出典:文部科学省「令和3年度子供の学習費調査」を基に筆者作成
私立高校に入学した場合に掛かる1年間の教育費は105万4444円でした。世帯年収600万円の教育費の平均額は93万円だったことから、平均よりも多く掛かることになります。
高校に入学した後、教育費として掛かるのは高校に支払う額だけではありません。大学受験をするのであれば塾や家庭教師・通信教育を利用する可能性もありますし、受験をしない場合でも、何らかの習い事をする可能性もあるでしょう。
さらに多子世帯の場合、子ども一人に多くの教育費を掛けてしまうと、もう一人にはあまり教育費を掛けられなくなってしまう可能性もあるでしょう。
私立高校に子どもが通っている家庭の年収分布
私立高校に通った場合、実際に掛かる教育費は平均額をオーバーしてしまいます。では、私立高校に子どもを通わせる世帯の年収は、600万円よりも多いのか確認してみましょう。
表2は総務省統計局の「令和3年度子供の学習費調査」を基に、私立高校に子どもを通わせている親の年収分布を表したものです。

************

課題の内容:
(a) 私立高校の教育費についての本文では、私立高校に入学した場合に掛かる1年間の教育費はいくらとされているか。
(b) 次の(i)〜(iii)が私立高校の教育費についての本文と合うかどうかを判定し、それぞれ「はい」か「いいえ」で答えよ。あわせて、判断の根拠となる本文の語句をそのまま引用せよ。
(i) 世帯年収600万円の教育費の平均額は93万円である。
(ii) 高校に入学した後に教育費として掛かるのは、高校に支払う額だけである。
(iii) 大学受験をしない場合は、習い事をする可能性はない。
(c) 私立高校の教育費についての本文を、最後の文の後から書き継げ。

データセットの項目

************

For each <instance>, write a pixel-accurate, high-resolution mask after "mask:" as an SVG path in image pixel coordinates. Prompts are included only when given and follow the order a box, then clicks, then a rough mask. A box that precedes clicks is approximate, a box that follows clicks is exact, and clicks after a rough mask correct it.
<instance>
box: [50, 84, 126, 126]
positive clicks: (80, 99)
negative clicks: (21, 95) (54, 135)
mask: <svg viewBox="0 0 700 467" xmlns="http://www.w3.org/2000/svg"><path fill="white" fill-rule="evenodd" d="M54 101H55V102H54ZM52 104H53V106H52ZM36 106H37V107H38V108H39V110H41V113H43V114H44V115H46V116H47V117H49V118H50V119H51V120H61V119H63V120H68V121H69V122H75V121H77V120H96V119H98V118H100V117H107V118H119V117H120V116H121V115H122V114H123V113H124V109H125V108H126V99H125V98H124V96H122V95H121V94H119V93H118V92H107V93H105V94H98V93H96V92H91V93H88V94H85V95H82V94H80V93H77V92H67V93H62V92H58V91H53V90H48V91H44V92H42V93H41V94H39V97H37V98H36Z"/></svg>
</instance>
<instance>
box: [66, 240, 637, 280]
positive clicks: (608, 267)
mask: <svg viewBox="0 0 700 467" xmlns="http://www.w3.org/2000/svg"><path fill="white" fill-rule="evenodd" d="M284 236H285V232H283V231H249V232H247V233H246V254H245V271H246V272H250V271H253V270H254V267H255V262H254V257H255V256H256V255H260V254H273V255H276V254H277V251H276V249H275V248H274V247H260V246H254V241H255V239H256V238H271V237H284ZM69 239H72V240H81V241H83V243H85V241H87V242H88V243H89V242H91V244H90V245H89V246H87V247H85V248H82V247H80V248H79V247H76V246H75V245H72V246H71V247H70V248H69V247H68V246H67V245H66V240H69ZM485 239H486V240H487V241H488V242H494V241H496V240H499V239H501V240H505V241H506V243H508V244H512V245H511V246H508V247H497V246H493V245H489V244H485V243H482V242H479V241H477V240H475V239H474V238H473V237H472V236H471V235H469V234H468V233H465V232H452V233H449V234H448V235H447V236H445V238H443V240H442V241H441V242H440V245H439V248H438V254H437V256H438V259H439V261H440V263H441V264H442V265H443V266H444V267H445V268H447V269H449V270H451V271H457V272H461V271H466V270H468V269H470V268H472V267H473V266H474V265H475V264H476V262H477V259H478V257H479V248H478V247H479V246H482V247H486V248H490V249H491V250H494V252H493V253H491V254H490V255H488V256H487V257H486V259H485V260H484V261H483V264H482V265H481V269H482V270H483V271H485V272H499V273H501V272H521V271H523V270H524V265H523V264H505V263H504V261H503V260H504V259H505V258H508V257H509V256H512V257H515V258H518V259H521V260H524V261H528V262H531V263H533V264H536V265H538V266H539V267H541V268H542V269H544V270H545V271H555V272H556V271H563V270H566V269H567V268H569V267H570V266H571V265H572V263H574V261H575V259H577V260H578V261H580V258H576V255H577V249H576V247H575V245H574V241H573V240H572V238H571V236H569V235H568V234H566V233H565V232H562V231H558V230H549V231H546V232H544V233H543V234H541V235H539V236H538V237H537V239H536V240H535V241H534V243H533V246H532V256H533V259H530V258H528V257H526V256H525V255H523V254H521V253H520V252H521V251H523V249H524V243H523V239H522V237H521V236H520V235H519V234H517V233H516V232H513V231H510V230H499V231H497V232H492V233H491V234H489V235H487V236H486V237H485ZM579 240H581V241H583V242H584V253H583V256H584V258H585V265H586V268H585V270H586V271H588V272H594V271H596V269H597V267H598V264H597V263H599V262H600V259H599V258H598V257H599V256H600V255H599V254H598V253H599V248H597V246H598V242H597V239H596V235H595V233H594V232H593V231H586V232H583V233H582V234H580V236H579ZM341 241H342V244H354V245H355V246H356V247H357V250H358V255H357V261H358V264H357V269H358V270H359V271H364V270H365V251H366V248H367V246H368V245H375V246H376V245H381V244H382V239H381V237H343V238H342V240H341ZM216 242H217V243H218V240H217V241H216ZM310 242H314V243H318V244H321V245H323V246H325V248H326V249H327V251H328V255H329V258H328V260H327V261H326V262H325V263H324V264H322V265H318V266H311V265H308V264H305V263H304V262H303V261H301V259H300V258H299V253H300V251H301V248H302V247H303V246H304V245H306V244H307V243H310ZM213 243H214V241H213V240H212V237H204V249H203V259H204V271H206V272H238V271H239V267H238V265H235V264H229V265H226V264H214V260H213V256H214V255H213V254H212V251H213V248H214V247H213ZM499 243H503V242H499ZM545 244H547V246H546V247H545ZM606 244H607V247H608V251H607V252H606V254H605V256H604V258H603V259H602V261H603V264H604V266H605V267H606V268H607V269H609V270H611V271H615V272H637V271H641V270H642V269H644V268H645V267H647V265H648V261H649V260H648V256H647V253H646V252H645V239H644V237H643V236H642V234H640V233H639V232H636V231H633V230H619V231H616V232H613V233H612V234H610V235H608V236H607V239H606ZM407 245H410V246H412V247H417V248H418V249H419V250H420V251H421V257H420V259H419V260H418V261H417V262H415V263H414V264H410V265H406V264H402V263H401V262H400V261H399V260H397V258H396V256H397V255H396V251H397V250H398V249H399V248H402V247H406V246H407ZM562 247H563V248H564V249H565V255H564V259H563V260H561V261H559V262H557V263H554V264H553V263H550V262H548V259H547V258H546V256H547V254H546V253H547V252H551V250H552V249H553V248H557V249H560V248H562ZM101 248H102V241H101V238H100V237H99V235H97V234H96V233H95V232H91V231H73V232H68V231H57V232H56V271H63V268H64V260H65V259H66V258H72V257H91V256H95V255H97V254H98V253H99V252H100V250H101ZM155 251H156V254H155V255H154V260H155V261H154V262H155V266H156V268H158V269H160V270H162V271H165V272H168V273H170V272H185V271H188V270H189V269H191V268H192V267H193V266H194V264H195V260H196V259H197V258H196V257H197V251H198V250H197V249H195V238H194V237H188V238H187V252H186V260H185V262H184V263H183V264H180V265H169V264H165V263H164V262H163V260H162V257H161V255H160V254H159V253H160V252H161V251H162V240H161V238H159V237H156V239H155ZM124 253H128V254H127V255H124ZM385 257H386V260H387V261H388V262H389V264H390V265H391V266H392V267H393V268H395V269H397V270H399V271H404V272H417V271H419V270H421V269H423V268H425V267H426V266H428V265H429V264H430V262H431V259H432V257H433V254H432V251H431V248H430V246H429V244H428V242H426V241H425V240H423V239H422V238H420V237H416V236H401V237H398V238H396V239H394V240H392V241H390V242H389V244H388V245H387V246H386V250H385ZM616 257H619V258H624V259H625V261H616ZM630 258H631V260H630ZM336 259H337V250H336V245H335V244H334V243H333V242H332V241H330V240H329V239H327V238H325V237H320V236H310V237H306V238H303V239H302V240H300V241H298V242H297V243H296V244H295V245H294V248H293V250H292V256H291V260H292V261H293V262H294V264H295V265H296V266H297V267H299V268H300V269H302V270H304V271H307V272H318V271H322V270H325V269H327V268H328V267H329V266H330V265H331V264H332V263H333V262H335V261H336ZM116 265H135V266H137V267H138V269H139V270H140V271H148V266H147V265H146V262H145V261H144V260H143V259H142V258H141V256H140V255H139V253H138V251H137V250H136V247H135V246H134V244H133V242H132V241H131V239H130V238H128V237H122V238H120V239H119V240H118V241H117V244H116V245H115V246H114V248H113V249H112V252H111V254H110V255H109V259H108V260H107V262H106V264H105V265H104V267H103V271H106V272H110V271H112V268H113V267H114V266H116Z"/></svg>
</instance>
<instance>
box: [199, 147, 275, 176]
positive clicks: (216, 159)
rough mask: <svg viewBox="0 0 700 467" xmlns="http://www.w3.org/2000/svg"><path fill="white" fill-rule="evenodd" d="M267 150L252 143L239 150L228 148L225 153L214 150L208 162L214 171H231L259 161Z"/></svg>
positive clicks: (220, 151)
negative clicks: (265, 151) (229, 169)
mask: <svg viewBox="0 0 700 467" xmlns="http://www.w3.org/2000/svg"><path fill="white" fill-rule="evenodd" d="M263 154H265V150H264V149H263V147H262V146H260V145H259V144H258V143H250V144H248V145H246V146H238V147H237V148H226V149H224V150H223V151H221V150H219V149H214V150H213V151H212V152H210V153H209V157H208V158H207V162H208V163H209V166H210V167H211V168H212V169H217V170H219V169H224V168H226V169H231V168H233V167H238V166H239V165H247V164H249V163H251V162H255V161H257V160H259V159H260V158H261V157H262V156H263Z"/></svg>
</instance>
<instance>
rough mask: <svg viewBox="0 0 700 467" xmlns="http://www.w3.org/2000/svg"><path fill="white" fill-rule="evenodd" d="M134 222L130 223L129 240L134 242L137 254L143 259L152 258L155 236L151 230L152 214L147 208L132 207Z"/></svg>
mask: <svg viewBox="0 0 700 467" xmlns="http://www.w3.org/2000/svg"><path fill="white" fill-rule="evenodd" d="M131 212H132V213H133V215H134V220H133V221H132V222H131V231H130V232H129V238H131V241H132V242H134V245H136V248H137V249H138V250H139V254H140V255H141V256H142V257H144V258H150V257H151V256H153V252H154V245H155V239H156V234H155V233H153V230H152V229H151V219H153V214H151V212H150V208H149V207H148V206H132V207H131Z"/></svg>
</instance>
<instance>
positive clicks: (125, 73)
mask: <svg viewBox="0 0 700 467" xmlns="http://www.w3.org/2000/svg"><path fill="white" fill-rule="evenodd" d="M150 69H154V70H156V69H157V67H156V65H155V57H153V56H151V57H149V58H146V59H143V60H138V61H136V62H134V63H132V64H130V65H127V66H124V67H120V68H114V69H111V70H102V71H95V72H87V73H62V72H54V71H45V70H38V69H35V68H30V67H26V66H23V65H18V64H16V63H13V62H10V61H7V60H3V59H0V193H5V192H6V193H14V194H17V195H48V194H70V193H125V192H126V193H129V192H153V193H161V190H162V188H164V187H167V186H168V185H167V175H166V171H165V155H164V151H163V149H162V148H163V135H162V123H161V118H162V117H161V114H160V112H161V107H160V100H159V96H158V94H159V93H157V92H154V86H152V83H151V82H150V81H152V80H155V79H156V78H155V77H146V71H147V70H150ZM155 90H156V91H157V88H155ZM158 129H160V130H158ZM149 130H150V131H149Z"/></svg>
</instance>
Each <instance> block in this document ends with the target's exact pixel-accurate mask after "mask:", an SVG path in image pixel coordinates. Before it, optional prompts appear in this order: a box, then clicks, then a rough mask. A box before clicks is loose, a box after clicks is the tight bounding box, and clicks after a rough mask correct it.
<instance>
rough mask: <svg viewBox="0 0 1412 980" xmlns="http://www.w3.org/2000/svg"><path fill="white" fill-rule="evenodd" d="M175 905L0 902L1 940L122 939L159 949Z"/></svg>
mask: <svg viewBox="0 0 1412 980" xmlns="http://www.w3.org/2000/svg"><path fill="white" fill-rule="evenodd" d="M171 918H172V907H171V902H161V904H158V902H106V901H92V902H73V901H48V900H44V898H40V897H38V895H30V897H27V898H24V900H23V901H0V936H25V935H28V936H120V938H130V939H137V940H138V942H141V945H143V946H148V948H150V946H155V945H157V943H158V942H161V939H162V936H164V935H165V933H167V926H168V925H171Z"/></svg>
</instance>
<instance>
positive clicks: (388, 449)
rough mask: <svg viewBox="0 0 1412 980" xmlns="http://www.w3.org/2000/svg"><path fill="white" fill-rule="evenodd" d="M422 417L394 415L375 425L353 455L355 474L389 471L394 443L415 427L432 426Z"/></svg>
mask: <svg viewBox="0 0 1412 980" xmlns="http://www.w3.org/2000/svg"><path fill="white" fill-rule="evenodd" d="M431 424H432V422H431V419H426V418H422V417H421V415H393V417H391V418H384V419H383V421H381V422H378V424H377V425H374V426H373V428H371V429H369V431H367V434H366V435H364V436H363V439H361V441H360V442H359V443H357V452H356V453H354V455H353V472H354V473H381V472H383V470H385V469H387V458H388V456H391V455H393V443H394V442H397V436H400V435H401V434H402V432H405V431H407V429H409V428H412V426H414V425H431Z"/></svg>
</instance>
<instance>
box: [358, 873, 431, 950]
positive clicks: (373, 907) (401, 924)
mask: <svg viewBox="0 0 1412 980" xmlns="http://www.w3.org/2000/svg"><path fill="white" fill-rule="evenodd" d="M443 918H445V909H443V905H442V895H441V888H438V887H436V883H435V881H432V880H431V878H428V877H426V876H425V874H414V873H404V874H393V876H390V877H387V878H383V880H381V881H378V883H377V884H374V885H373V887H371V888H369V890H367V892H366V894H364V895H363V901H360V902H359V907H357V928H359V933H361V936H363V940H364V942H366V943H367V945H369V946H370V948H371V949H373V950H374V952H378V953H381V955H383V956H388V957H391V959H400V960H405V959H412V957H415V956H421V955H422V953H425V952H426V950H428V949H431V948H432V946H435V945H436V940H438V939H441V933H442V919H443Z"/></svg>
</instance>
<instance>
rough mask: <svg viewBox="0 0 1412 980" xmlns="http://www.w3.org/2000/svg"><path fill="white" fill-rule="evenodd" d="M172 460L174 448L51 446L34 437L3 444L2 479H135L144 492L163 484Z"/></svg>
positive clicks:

************

解答一覧:
(a) 105万4444円。

(b)
(i) はい。根拠は「世帯年収600万円の教育費の平均額は93万円だった」。
(ii) いいえ。根拠は「教育費として掛かるのは高校に支払う額だけではありません」。
(iii) いいえ。根拠は「受験をしない場合でも、何らかの習い事をする可能性もあるでしょう」。

(c)
表2
年収 | 割合 |
---|---|
400万円未満 | 12.2% |
400万円~599万円 | 16.1% |
600万円~799万円 | 21.4% |
800万円~999万円 | 19.5% |
1000万円~1199万円 | 12.9% |
1200万円以上 | 17.9% |
出典:総務省統計局「令和3年度子供の学習費調査」を基に筆者作成
私立高校に子どもを通わせている親のうち、最も割合の高い額が600万円~799万円で21.4%を占めます。計算上は、年収600万円の家庭では、私立高校に子どもを通わせた場合、1世帯当たりの平均教育費をオーバーしています。
しかし、このデータから、オーバーしても何らかの対策をして通わせている家庭が多いことが分かるでしょう。
万が一教育費が足りない場合の捻出方法としては、生活費を工面する、貯蓄を切り崩す、各都道府県などが行っている就学支援制度を活用するなどが考えられます。今後子育てしていくうえで、どの程度の費用が必要となるのかある程度試算し、子どもの進学先を決める必要があるでしょう。